[Start EXERCISE MATERIALS]

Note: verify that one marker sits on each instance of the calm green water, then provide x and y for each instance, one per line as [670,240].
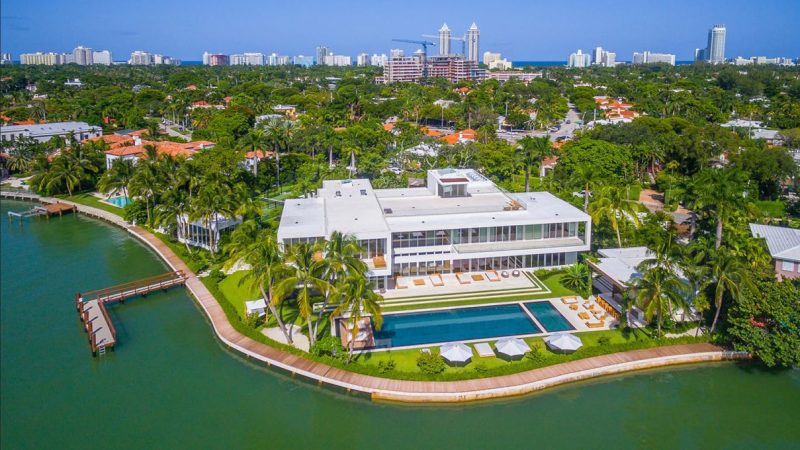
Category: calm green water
[170,385]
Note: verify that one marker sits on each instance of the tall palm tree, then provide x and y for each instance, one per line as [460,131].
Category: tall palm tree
[356,298]
[728,274]
[534,151]
[118,177]
[659,291]
[340,257]
[722,194]
[613,205]
[305,276]
[260,250]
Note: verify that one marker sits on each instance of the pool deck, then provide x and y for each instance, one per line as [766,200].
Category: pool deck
[421,391]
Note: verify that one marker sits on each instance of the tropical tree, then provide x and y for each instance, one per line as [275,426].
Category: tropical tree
[728,274]
[533,152]
[658,292]
[722,193]
[356,298]
[260,251]
[303,277]
[613,205]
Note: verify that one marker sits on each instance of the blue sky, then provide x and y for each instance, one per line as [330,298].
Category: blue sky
[521,30]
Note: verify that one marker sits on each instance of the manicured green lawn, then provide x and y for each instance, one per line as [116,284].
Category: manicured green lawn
[773,208]
[91,200]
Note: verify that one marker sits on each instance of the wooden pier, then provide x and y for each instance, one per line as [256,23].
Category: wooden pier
[92,310]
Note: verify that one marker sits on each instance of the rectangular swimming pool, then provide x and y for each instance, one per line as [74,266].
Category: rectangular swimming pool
[459,324]
[549,317]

[End EXERCISE MATERIALS]

WRITTEN EXERCISE
Format the lines from the one containing "line as [74,266]." through the end of the records as a numbered list, leaving out any blank lines.

RESPONSE BELOW
1. Note: verify that one marker sits on each instance of the rectangular swimming pool, then provide x and y for each instance, one per line as [74,266].
2. Category: rectangular swimming pool
3. [459,324]
4. [549,317]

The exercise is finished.